PASSAGE GIVEN →
==========

Proposal III: Operationalise the Guiding Principles by drafting annotations.

The Guiding Principles are formulated at a high level of generality. This was necessary, given the limited time available and to obtain consensus among a diverse group of countries. While the Guiding Principles provide overall guidance to IIA negotiators, it would be desirable to delineate in greater detail the various issues that fall under each of the Guiding Principles, to provide more specific guidance. In doing so, this effort could conceivably distinguish between issues about which there is broad-based consensus, and issues for which distinct approaches are taken by governments, possibly evolving eventually in a restatement of international investment law.

Accordingly, the G20 should mandate an independent group of experts from institutions of higher learning around the world to annotate the Guiding Principles, keeping in mind, among other things, the need to advance the SDGs. The results should be submitted to a future meeting of the Trade and Investment Working Group for its consideration.

Proposal IV: Initiate a voluntary peer learning mechanism among G20 countries regarding the operationalisation of the Guiding Principles.

Voluntary peer learning mechanisms have gained importance within the G20 in recent years. While peer reviews to monitor individual countries’ efforts towards a commonly agreed goal have been part of the G20’s work for quite some time,[3] peer learning is a more recent phenomenon. For example, the G20 initiated in 2017 a voluntary peer learning mechanism on the national implementation strategies of the 2030 Agenda for Sustainable Development. Peer learning mechanisms can be a useful tool to share experiences among G20 countries about various reform options to operationalise and implement the Guiding Principles.

Accordingly, the G20 should initiate a voluntary peer learning process on the operationalisation of the Guiding Principles, facilitated by the relevant international organisations. Countries participating in the peer learning process should report about their experiences and lessons learned in forthcoming sessions of the Trade and Investment Working Group.

Proposal V: Invite UNCITRAL and ICSID to report on progress with regard to procedural reforms.

A range of procedural issues relating to the international investment regime have received considerable attention in the public and on the part of governments, focused in particular on ISDS. As the number of ISDS cases increases and the various costs of these cases become even more apparent, the regime’s dispute-settlement system is likely to attract even more criticism. In light of this, discussions are taking place in both UNCITRAL and ICSID about how to improve the regime’s dispute-settlement system. These discussions are of great importance, as they bear on the very legitimacy of the investment regime, and the G20 should follow them closely.

Accordingly, the G20 should invite UNCITRAL and ICSID to report regularly to the Trade and Investment Working Group about the status of the discussions in their organisations. The Working Group, in turn, may wish to take the developments in these organisations into account when disussing other matters related to the international investment regime.

==========

GOALS →
1. From the passage on G20 investment proposals, extract the stretch from "Accordingly, the G20 should invite" through "international investment regime.".
2. Using the passage on G20 investment proposals, answer these questions:
(a) In what year did the G20 initiate a voluntary peer learning mechanism on the national implementation strategies of the 2030 Agenda for Sustainable Development?
(b) Who should the G20 mandate to annotate the Guiding Principles?
(c) Which two organizations should the G20 invite to report on procedural reforms?
3. Carry on the passage on G20 investment proposals from its final sentence.
The rows that follow have no connection to the passage on G20 investment proposals.

DATA SUPPLIED →
==========

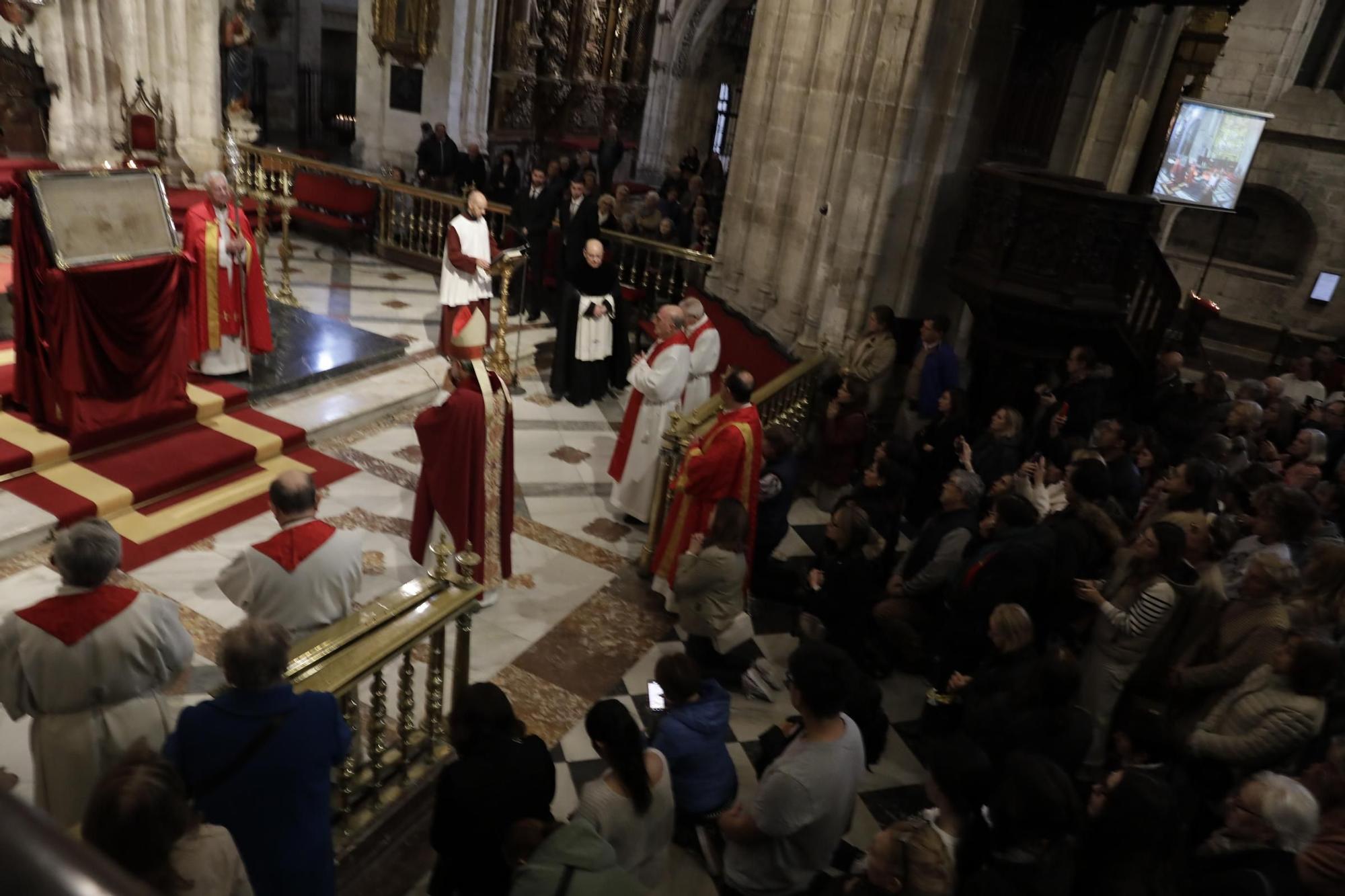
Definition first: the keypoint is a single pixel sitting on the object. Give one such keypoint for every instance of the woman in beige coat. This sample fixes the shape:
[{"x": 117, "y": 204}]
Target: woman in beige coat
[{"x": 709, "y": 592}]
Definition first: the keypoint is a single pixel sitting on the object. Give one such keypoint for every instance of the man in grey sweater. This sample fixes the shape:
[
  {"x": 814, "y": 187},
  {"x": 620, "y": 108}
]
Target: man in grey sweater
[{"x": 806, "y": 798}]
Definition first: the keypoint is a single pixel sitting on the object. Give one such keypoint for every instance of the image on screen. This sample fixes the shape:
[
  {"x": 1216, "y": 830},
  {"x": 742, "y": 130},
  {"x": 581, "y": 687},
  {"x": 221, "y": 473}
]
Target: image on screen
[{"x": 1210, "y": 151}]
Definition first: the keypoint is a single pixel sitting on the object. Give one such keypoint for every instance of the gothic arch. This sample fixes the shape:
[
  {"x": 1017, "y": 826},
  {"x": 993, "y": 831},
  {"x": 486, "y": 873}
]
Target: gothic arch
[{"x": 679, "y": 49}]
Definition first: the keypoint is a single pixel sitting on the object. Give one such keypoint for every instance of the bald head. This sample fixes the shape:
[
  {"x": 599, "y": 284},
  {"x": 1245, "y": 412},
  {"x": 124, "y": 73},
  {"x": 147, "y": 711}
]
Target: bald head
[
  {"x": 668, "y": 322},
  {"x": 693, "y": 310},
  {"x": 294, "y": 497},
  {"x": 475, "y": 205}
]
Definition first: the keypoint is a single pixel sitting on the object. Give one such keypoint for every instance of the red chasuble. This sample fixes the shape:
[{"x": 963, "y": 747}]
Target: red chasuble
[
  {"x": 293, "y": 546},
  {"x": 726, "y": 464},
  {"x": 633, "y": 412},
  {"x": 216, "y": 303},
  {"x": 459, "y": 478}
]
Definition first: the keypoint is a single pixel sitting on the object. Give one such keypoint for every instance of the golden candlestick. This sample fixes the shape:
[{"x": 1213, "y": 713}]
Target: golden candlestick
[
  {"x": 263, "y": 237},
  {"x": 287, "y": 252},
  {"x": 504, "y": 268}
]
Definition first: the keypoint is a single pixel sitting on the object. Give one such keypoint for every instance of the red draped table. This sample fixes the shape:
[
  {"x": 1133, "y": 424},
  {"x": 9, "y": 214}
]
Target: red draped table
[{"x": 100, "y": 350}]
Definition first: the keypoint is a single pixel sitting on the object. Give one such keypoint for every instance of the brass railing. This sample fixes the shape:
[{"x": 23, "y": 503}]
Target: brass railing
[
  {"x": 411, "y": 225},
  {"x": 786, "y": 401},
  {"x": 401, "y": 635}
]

==========

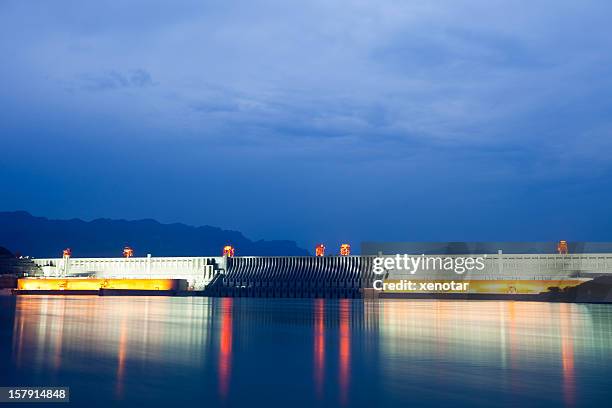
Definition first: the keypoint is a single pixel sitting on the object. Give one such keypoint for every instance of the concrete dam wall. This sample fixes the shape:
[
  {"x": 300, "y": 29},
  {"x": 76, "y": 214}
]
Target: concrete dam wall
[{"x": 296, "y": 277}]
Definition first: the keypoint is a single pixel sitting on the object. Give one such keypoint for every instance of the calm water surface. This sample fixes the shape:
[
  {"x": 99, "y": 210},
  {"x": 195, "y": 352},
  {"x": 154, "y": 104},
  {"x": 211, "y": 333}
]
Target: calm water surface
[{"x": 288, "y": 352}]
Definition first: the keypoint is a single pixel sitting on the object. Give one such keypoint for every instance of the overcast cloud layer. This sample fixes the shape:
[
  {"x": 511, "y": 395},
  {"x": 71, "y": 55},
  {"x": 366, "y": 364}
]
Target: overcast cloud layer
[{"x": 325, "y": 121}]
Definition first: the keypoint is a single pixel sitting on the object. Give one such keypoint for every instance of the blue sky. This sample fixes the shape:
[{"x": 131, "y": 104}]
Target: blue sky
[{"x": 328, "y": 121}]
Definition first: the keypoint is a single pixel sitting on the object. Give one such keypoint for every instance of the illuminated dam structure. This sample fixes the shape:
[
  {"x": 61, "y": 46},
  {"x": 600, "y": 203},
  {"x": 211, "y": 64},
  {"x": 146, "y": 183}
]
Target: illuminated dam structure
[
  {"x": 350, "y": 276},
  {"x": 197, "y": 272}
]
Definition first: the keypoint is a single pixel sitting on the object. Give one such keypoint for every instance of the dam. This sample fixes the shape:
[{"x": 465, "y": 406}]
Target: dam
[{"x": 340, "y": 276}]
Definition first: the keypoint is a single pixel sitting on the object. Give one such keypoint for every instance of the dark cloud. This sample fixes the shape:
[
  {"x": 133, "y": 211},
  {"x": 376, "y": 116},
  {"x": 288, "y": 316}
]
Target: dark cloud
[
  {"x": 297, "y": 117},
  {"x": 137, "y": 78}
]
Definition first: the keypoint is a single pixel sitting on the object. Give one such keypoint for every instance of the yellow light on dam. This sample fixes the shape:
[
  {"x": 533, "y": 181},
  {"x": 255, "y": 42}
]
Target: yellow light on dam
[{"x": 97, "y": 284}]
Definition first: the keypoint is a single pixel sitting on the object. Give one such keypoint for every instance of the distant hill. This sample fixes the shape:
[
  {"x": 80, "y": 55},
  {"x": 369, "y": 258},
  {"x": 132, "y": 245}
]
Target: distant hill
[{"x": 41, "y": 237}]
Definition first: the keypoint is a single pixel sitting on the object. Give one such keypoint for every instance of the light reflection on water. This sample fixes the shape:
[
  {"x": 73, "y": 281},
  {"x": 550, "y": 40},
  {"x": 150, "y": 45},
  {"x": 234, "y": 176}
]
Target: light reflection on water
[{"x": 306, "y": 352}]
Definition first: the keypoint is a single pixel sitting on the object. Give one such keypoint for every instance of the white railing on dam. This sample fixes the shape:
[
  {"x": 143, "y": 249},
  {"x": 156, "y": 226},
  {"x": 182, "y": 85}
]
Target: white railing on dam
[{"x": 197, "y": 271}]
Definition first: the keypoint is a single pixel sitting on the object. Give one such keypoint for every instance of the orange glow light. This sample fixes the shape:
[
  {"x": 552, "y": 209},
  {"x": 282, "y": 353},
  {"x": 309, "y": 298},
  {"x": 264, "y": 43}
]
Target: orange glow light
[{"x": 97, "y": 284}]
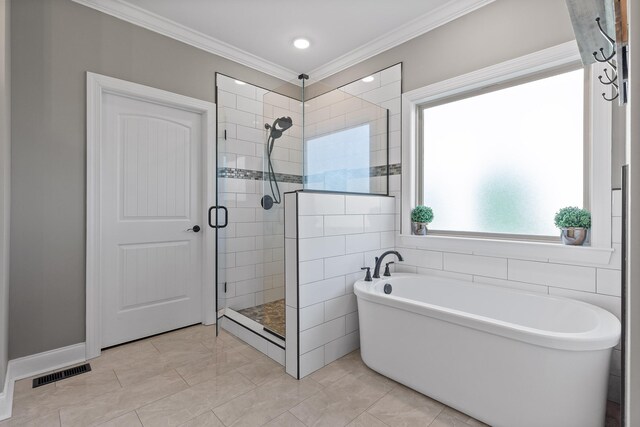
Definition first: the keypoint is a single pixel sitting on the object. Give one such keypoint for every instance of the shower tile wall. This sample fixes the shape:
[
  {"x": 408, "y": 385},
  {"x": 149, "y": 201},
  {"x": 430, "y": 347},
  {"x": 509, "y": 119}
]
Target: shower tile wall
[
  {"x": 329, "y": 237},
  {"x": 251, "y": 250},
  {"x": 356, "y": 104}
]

==========

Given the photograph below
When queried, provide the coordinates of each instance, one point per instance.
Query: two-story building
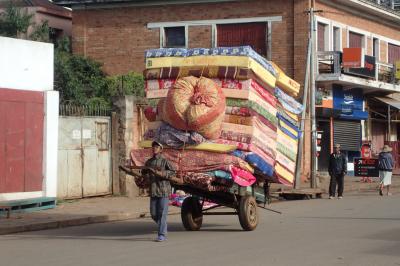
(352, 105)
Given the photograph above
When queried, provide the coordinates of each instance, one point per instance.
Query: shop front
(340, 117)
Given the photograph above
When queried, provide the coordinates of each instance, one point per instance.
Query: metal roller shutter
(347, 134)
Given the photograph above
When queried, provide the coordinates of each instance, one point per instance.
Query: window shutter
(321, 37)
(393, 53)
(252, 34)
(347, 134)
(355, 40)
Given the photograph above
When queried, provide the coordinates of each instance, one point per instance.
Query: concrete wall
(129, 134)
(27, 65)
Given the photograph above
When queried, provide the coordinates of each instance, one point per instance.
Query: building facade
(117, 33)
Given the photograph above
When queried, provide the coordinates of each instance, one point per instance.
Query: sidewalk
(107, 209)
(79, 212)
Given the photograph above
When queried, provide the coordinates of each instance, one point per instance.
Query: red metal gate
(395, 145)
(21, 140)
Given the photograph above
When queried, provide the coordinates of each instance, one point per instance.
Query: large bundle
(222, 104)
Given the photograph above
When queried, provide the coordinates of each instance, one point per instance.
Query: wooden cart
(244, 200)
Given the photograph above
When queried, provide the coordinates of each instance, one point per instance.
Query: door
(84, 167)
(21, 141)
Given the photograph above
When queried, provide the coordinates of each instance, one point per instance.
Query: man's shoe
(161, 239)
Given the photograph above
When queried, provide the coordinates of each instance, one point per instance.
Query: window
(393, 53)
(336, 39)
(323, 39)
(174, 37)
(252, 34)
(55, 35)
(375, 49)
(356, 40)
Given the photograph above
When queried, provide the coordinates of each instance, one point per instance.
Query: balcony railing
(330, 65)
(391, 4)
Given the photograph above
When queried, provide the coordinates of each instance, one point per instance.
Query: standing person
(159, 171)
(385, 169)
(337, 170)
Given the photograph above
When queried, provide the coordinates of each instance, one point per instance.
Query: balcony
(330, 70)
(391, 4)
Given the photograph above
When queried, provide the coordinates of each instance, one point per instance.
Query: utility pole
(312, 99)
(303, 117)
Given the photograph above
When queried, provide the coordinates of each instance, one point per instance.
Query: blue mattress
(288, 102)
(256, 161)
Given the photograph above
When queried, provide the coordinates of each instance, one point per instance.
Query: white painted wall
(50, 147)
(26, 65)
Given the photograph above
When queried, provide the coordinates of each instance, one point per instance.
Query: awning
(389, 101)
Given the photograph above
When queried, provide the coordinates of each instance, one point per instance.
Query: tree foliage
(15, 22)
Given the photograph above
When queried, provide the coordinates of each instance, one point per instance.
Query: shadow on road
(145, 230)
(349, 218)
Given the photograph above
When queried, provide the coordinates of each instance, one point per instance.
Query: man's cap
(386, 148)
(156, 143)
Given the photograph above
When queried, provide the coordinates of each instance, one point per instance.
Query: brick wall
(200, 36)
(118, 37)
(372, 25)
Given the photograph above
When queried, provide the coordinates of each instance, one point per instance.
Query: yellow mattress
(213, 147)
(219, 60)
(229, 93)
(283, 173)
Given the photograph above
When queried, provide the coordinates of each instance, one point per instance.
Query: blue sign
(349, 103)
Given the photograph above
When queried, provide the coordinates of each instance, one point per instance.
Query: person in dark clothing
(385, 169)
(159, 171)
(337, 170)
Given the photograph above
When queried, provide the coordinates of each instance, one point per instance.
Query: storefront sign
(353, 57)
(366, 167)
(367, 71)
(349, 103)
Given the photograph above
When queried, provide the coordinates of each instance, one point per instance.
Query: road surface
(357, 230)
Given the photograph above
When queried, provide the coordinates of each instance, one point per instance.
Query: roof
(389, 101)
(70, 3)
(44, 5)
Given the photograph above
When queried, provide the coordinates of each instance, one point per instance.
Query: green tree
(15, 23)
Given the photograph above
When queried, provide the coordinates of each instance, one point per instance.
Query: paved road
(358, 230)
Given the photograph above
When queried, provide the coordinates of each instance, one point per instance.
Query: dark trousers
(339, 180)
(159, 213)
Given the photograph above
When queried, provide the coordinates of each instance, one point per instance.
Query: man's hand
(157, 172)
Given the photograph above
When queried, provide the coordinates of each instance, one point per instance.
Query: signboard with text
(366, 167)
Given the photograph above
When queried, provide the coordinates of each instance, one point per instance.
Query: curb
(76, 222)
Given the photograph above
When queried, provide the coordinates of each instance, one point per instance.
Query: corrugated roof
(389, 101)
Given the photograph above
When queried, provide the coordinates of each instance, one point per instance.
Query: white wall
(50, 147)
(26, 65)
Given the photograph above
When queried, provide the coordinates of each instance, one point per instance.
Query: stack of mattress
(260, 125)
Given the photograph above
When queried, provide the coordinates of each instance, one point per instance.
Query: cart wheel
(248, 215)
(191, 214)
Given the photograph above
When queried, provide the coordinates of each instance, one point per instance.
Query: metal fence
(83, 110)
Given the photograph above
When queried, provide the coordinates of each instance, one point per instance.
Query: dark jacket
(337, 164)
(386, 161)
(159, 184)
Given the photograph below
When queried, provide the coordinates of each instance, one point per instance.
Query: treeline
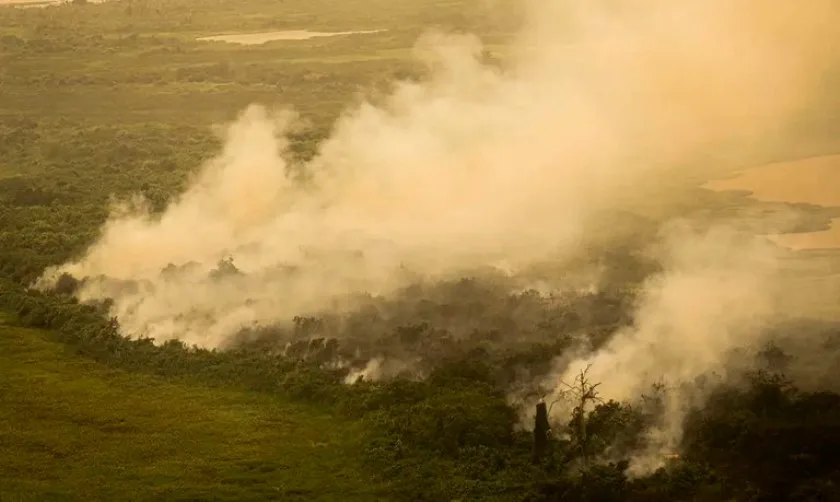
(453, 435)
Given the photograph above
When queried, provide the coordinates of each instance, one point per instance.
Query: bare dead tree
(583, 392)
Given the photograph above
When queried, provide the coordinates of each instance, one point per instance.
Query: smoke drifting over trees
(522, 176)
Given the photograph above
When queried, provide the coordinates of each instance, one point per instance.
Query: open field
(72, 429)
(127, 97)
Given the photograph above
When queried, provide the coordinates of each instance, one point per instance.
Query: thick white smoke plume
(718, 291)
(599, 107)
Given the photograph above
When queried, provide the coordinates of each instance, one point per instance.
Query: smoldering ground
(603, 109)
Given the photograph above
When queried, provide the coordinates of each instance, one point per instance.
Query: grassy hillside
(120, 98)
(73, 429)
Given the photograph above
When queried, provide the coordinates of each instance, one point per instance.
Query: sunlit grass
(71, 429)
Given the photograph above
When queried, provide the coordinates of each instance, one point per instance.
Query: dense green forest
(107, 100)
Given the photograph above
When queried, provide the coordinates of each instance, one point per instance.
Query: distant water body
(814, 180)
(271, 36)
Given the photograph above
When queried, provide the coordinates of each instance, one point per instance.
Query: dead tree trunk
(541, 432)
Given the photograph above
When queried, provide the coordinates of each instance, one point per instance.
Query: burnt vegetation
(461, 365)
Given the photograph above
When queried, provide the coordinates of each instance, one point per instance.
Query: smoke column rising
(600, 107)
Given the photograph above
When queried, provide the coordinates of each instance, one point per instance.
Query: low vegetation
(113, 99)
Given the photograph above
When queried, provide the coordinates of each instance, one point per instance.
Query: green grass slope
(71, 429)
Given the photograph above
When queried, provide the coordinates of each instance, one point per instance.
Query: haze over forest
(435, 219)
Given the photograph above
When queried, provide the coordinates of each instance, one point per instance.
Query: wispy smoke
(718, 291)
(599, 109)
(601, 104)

==========

PER-TASK OUTPUTS →
1.
Accordingly, the G20 should invite UNCITRAL and ICSID to report regularly to the Trade and Investment Working Group about the status of the discussions in their organisations. The Working Group, in turn, may wish to take the developments in these organisations into account when disussing other matters related to the international investment regime.

2.
(a) 2017
(b) An independent group of experts from institutions of higher learning around the world
(c) UNCITRAL and ICSID

3.
2. Supporting ongoing investment facilitation discussions

 As discussed earlier, international investment is crucial to support sustainable development. In fact, given the substantial investment gap that exists to reach the SDGs,[4] it would be highly desirable if FDI flows would rise considerably, especially in key areas critical for reaching the SDGs, and particularly to developing countries. While the nature of the economic determinants in host countries are central to attracting FDI, the nature of the regulatory framework and investment promotion play an important role in this respect as well. To address this issue, experts advocated an international support programme for sustainable investment facilitation[5] and UNCTAD subsequently elaborated a Global Action Menu for Investment Facilitation.[6] The G20 itself recognised the importance of this topic in 2016.[7] During the German G20 presidency in 2017, the Compact with Africa focused on increasing private investments in selected developing countries[8] and investment facilitation was discussed in detail, with a view towards adopting a non-binding investment facilitation package.[9] Despite the lack of agreement among G20 countries during the German G20 presidency on this package, a group of 41 WTO members and the European Union adopted, on the margins of the 11th WTO Ministerial Conference in Buenos Aires in December 2017, a Joint Ministerial Statement on Investment Facilitation for Development[10] that called for structured discussions among a group of like-minded countries. These discussions started in March 2018 with the participation of WTO members and “the aim of developing a multilateral framework on investment facilitation.”[11] Thus, work on a framework for facilitating FDI flows has begun at the international level. The challenge is to bring this work to fruition. In doing so, however, and especially in light of the need to reach the SDGs, it is important that any agreements emerging from this work will not only encourage higher FDI flows, but sustainable FDI flows, that is, involve investment with certain sustainability characteristics. In this context, it is also of concern that there are signs that inward and outward FDI protectionism is rising.

In light of these recent developments, we propose that the G20 take the following concrete actions in relation to investment facilitation:

Proposal VI: Encourage the investment facilitation discussions in the WTO and support their multilateralisation.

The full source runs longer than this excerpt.